**Aim of the task:**
In the records, change every "instance" to "occurrence" and leave all other text as it is. Omit the pictures from your answer.

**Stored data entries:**
┄┄┄┄┄┄┄┄┄┄┄┄┄┄┄┄┄┄┄┄

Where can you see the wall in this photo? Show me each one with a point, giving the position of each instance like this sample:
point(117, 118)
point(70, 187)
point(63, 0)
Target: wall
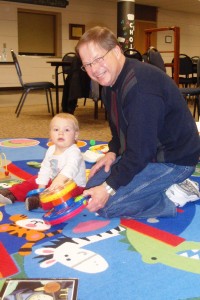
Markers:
point(189, 33)
point(90, 13)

┄┄┄┄┄┄┄┄┄┄┄┄┄┄┄┄┄┄┄┄

**Result of this exercise:**
Where can you see the wall in this photo? Show me each one with a point, giving the position of each occurrence like this sample:
point(117, 118)
point(70, 187)
point(63, 0)
Target: wall
Markers:
point(189, 33)
point(90, 13)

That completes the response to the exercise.